### Excerpt
====

Anticalin proteins are artificial proteins that are able to bind to antigens, either to proteins or to small molecules. They are not structurally related to antibodies, which makes them a type of antibody mimetic. Instead, they are derived from human lipocalins which are a family of naturally binding proteins. Anticalin proteins are being used in lieu of monoclonal antibodies, but are about eight times smaller with a size of about 180 amino acids and a mass of about 20 kDa.

The Anticalin technology is exclusively commercialized by Pieris Pharmaceuticals in Freising, Germany. Anticalin is a registered trademark of Pieris.

==Properties==
Anticalin proteins have better tissue penetration than antibodies and are stable at temperatures up to 70 °C. Unlike antibodies, they can be produced in bacterial cells like E. coli in large amounts.

While antibodies can only be directed at macromolecules such as proteins and at small molecules (haptens) only if bound to macromolecules, Anticalin proteins are able to selectively bind to small molecules as well.

They were mainly developed at the Technical University of Munich and are currently used as research tools. Diagnostic and therapeutic applications, including the use for targeted drug delivery, are being aimed at. The underlying technology was nominated for the German Future Prize in 2004.

==Structure==
Characteristic for Anticalin proteins is their barrel structure formed by eight antiparallel β-strands pairwise connected by loops and an attached α-helix.
The main structure of Anticalin proteins is identical to wild type lipocalins. Conformational deviations are primarily located in the four loops reaching in the ligand binding site. Mutagenesis of amino acids at the binding site allows for changing the affinity and selectivity.

====

### Data supplied

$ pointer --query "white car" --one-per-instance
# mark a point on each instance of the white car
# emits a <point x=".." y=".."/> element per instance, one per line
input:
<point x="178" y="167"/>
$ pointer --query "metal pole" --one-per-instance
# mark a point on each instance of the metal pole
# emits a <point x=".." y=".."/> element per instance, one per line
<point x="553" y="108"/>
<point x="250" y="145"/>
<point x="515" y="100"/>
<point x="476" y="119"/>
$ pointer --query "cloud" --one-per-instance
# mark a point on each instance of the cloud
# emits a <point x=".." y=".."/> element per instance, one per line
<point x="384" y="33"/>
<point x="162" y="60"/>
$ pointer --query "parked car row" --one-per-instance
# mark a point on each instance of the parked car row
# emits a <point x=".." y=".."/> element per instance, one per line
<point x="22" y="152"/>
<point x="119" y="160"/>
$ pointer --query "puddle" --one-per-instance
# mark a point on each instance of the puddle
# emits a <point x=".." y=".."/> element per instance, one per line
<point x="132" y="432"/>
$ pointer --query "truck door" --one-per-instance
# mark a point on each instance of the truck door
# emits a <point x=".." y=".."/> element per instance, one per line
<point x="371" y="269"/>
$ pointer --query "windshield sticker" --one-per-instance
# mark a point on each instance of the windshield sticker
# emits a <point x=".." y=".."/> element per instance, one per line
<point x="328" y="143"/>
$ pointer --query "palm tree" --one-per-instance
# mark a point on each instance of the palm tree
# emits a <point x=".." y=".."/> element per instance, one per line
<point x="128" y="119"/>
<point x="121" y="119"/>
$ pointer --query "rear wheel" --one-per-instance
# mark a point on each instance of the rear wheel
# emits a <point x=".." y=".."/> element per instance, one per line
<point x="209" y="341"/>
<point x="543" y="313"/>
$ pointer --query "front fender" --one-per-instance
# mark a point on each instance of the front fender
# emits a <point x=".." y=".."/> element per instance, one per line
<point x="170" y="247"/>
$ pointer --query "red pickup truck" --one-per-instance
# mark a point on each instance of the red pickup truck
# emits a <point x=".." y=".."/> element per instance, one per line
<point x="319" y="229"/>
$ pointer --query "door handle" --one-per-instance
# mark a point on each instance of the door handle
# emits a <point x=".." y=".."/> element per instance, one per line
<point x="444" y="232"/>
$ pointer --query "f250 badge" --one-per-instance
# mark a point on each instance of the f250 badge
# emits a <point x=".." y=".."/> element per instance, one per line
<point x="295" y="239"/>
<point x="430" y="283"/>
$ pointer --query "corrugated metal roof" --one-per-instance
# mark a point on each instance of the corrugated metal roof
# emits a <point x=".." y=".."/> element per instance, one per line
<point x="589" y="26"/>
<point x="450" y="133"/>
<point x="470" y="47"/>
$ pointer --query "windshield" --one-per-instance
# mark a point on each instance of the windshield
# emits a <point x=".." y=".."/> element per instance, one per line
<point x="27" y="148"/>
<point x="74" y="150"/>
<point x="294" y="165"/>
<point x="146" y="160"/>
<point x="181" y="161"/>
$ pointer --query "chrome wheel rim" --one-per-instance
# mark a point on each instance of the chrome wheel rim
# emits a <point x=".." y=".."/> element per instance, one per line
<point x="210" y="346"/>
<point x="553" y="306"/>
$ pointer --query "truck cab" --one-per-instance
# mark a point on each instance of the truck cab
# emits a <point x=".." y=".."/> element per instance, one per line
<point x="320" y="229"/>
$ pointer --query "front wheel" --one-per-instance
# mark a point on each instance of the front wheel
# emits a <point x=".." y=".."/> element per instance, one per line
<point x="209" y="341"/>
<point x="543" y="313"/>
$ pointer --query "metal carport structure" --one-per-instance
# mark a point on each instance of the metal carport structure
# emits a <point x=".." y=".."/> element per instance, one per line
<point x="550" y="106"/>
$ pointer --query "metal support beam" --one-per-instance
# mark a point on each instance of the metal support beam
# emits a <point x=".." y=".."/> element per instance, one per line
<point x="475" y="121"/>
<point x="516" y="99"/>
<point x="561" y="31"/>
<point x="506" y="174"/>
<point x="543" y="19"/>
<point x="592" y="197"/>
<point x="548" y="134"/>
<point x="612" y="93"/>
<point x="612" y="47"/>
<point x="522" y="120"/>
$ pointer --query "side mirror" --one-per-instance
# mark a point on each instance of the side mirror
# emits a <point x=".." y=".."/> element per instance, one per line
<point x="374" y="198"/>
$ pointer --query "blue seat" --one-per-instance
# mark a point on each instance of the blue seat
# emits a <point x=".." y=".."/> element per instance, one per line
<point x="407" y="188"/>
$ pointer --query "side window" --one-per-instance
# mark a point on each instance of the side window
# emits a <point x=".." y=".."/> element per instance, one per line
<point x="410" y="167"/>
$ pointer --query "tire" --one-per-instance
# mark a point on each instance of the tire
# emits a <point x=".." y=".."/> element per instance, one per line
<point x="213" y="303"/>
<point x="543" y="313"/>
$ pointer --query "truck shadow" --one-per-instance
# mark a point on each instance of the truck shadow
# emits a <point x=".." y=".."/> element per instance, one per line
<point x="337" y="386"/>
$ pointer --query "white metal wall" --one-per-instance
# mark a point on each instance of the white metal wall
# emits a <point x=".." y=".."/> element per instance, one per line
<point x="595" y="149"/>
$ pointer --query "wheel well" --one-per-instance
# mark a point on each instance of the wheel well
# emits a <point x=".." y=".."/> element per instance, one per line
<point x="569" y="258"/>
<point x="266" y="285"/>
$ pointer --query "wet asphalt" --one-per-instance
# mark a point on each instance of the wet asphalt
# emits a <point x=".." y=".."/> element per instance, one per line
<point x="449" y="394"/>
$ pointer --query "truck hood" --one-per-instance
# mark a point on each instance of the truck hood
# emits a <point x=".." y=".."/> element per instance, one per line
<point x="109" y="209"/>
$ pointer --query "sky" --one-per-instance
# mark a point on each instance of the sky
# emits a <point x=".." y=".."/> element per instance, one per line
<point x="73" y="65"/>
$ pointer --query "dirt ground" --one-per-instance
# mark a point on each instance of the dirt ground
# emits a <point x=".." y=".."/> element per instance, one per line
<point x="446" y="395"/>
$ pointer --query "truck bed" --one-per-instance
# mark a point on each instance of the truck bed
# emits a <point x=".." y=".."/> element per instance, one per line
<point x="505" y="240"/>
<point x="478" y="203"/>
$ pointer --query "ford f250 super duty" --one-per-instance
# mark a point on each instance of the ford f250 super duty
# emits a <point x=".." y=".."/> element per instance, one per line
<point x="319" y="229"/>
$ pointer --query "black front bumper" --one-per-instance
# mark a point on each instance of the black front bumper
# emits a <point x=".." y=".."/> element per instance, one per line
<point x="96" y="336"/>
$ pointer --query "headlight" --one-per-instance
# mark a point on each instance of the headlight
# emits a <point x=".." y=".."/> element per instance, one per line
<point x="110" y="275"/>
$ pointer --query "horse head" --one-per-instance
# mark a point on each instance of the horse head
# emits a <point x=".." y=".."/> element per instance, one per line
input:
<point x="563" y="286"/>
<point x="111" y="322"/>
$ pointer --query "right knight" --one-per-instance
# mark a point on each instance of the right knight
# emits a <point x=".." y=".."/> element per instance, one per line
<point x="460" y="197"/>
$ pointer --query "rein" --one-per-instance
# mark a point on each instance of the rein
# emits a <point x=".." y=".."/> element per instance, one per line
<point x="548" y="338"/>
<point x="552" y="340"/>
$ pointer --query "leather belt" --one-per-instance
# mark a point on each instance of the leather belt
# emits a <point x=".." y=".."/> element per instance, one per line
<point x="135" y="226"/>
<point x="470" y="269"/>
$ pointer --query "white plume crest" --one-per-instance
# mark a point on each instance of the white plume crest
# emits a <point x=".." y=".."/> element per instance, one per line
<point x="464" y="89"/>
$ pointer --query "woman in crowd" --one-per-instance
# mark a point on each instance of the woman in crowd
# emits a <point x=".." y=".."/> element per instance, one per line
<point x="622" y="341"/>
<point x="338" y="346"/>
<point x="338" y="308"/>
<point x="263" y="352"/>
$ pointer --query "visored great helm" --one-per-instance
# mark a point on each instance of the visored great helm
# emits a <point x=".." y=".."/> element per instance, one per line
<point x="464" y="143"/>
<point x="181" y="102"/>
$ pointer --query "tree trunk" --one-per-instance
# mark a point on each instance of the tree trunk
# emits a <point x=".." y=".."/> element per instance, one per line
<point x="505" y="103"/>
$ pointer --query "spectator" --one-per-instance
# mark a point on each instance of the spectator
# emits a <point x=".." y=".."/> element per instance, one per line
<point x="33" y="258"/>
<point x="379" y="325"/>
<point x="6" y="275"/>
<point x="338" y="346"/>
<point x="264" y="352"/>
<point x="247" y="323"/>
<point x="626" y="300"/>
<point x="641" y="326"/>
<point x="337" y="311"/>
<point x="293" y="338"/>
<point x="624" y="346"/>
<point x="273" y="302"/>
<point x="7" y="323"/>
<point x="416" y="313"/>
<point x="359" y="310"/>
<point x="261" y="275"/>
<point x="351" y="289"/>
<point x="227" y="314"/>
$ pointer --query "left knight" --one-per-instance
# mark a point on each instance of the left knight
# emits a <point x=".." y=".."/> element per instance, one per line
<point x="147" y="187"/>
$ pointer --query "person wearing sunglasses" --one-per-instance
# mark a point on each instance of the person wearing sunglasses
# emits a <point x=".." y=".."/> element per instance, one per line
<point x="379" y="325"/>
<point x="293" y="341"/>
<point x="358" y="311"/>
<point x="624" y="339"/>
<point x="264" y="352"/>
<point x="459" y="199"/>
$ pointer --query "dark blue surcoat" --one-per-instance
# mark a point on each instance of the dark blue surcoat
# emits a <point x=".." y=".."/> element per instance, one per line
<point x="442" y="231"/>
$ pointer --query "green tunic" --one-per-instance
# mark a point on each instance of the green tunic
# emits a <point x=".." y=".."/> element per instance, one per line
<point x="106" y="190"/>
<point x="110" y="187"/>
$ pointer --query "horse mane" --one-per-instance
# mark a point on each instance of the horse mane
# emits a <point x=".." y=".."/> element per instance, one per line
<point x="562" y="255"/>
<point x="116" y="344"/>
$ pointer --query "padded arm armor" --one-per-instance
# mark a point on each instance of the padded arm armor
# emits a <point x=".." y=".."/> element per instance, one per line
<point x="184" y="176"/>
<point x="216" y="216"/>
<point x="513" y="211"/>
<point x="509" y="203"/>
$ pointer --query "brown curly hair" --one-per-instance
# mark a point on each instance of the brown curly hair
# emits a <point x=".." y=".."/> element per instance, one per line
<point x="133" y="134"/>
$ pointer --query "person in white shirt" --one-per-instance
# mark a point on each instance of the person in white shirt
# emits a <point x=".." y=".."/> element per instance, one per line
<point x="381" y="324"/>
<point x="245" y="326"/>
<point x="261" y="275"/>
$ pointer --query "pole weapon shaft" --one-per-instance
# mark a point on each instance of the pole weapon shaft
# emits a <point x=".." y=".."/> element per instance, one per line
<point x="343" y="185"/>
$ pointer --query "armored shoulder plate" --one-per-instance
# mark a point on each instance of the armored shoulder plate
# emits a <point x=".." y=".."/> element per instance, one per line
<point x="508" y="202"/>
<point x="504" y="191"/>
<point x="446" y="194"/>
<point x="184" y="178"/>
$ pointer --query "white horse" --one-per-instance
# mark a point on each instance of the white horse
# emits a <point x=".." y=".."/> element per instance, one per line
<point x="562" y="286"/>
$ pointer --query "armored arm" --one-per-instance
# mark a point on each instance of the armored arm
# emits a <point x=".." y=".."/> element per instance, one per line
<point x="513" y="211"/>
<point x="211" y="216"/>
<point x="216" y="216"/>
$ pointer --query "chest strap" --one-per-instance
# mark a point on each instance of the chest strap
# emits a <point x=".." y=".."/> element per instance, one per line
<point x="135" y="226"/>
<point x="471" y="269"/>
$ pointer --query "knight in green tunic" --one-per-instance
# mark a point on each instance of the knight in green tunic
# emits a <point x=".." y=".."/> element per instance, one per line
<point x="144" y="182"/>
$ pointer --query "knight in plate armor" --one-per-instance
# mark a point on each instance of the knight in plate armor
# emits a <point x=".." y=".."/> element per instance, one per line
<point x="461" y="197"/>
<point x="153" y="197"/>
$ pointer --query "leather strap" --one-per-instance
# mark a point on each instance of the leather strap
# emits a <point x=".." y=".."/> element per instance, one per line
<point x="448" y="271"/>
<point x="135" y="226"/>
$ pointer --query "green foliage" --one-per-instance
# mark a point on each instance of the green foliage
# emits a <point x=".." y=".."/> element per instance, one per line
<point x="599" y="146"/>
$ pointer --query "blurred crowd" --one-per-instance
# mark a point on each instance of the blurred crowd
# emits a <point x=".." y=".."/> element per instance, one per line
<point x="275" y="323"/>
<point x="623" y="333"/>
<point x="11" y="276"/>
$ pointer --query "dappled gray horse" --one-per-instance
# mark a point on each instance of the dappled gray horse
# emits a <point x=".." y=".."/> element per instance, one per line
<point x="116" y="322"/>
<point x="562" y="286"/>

====

### Exercises to complete
1. List every way the Anticalin excerpt says Anticalin proteins differ from antibodies.
2. Copy the Anticalin excerpt starting at the words "Anticalin proteins are artificial" and stopping after "trademark of Pieris.". Rename "monoclonal antibodies" to "therapeutic antibodies".

### Results by task
1.
- They are not structurally related to antibodies.
- They are about eight times smaller than monoclonal antibodies.
- They have better tissue penetration than antibodies.
- Unlike antibodies, they can be produced in large amounts in bacterial cells like E. coli.
- They can selectively bind small molecules. Antibodies can bind small molecules (haptens) only when those are bound to macromolecules.

2.
Anticalin proteins are artificial proteins that are able to bind to antigens, either to proteins or to small molecules. They are not structurally related to antibodies, which makes them a type of antibody mimetic. Instead, they are derived from human lipocalins which are a family of naturally binding proteins. Anticalin proteins are being used in lieu of therapeutic antibodies, but are about eight times smaller with a size of about 180 amino acids and a mass of about 20 kDa.

The Anticalin technology is exclusively commercialized by Pieris Pharmaceuticals in Freising, Germany. Anticalin is a registered trademark of Pieris.